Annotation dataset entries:
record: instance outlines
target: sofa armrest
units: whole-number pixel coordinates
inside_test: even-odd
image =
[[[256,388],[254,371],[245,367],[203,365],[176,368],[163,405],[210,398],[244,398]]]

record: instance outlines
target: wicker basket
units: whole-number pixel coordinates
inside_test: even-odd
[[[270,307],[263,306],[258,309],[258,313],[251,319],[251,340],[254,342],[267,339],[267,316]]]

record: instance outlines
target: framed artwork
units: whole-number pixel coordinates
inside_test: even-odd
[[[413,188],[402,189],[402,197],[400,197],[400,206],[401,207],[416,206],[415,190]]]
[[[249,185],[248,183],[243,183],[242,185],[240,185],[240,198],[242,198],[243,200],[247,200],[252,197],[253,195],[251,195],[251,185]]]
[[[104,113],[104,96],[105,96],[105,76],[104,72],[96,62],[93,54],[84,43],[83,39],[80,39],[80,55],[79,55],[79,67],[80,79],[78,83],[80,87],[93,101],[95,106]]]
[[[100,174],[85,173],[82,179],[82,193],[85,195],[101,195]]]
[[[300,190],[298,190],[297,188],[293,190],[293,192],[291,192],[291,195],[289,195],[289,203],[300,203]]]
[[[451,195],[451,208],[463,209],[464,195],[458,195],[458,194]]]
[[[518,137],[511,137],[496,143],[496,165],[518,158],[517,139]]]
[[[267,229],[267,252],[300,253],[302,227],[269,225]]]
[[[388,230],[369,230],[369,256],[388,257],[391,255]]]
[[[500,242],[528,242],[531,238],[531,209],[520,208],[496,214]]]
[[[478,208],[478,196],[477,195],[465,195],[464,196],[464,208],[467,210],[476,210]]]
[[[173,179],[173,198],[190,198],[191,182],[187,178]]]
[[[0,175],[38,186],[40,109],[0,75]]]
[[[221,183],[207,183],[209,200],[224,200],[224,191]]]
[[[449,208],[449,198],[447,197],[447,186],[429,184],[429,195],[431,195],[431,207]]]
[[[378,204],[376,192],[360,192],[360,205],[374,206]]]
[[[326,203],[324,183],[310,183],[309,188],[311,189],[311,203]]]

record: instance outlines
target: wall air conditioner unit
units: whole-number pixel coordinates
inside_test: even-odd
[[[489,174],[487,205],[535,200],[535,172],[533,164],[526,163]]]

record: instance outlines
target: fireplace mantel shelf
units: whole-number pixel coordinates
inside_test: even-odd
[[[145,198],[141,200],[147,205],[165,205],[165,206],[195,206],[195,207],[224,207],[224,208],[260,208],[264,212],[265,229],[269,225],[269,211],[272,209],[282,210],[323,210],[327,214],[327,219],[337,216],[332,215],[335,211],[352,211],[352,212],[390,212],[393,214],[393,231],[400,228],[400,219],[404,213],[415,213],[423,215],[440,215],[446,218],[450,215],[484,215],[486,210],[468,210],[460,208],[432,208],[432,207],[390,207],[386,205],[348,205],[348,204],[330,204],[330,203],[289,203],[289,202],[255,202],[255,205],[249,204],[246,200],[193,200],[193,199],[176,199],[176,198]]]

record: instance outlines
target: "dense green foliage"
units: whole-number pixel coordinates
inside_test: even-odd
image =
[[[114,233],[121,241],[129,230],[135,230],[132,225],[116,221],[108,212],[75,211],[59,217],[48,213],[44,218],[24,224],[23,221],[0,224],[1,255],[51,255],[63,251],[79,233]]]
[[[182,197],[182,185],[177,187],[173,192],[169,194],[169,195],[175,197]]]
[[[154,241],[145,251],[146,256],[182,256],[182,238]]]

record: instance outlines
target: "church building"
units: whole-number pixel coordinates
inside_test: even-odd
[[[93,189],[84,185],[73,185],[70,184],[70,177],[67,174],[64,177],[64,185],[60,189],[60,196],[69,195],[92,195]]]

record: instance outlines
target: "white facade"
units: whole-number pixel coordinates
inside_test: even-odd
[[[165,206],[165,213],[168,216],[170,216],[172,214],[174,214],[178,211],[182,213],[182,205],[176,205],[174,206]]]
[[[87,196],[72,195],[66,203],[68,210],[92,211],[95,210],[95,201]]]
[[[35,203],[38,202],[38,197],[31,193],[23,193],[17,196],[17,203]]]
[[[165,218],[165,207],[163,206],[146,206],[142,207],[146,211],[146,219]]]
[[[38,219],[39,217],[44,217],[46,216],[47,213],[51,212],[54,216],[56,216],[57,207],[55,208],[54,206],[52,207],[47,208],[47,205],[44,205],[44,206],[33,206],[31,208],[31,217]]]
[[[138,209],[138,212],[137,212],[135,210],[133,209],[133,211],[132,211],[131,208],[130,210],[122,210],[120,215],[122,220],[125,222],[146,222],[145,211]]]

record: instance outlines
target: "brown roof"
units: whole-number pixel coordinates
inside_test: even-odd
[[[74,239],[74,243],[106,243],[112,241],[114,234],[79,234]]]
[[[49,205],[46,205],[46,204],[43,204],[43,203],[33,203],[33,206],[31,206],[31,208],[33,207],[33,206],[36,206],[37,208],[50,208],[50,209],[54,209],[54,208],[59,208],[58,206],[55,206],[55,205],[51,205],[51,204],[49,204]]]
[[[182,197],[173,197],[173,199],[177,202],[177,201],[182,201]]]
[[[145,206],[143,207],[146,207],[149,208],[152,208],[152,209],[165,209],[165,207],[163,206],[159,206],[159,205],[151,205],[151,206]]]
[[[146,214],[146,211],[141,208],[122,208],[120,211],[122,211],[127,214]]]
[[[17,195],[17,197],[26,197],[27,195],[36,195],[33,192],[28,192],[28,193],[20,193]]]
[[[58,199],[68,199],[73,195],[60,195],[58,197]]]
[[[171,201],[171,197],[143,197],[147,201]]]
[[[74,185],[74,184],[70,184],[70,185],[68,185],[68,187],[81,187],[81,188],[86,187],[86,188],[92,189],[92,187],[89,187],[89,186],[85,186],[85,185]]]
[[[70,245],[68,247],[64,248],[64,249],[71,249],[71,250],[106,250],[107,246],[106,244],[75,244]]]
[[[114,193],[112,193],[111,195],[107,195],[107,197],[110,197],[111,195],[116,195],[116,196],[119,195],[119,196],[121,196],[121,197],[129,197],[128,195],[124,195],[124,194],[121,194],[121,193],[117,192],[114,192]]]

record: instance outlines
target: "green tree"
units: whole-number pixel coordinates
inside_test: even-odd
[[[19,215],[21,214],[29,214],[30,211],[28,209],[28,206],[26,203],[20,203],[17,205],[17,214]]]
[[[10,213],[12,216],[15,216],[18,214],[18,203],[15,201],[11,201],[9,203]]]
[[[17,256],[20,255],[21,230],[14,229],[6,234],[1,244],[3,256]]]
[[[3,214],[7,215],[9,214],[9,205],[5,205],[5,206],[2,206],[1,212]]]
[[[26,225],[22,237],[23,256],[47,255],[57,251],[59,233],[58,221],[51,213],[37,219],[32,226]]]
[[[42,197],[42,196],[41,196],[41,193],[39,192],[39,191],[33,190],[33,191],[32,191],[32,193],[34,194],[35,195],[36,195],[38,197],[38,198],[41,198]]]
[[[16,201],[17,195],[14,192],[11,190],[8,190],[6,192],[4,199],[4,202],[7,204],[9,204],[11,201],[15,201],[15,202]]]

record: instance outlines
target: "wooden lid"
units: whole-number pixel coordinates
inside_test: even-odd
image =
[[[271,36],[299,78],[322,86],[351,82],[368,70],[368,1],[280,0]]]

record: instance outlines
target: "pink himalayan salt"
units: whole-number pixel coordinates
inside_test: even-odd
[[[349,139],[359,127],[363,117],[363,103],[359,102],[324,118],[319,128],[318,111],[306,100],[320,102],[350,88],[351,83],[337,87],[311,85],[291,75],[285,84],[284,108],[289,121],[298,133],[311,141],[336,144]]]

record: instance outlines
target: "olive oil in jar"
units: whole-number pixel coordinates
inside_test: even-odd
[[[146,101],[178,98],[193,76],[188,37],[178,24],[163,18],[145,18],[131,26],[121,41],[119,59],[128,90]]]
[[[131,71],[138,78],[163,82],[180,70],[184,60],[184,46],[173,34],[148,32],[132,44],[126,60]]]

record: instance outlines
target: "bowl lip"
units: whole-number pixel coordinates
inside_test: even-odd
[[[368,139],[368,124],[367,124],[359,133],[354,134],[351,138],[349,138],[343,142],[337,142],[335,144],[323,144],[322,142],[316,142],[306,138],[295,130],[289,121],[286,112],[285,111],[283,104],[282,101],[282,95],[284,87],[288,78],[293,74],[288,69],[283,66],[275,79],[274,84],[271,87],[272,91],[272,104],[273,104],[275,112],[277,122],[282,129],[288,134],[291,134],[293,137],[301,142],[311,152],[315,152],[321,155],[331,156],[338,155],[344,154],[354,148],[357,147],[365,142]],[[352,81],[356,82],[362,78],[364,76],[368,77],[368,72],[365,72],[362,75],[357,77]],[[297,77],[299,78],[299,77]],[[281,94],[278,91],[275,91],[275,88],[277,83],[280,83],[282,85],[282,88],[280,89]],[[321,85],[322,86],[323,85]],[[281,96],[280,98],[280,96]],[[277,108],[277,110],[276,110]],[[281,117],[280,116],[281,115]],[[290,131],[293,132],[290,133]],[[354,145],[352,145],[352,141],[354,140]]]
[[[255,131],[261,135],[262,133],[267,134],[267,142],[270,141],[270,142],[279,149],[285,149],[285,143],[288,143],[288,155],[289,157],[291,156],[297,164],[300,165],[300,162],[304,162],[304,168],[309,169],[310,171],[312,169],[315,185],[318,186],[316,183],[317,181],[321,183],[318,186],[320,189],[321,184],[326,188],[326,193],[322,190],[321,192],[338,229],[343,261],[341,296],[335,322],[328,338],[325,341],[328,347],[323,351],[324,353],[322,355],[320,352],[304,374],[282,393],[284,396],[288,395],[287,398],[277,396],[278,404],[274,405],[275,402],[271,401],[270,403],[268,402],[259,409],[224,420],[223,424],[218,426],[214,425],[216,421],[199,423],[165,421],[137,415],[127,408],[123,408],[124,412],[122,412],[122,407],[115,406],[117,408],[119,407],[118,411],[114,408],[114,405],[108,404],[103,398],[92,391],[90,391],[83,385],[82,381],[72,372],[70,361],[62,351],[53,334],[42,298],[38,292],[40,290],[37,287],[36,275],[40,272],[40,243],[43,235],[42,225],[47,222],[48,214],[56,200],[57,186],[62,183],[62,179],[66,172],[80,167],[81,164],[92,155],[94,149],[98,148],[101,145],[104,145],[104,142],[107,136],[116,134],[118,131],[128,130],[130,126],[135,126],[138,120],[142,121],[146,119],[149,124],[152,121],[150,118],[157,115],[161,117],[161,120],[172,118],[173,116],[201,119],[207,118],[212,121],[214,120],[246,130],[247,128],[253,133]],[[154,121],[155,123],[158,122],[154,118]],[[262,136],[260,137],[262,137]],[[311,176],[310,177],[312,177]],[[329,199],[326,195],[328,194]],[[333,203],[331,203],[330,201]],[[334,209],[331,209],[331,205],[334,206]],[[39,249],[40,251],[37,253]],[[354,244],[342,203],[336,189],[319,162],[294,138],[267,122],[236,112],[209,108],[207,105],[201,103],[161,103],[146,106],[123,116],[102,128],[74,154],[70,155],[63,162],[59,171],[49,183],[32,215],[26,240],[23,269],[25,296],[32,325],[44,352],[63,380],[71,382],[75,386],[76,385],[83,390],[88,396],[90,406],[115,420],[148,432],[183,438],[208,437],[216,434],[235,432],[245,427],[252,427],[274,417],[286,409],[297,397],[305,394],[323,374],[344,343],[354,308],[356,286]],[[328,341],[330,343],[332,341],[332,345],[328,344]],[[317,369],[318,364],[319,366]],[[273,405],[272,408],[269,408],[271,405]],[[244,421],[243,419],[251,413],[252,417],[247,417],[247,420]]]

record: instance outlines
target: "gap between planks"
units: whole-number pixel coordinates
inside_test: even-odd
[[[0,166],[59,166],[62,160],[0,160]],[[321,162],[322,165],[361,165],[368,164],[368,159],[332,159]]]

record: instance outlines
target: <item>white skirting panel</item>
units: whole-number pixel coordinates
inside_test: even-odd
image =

**What is expected:** Identify each line in the listing above that contains the string "white", and copy those lines. Case counts: uppercase and lowercase letters are not interchangeable.

**Answer to the problem:**
target: "white facade"
target: <item>white skirting panel</item>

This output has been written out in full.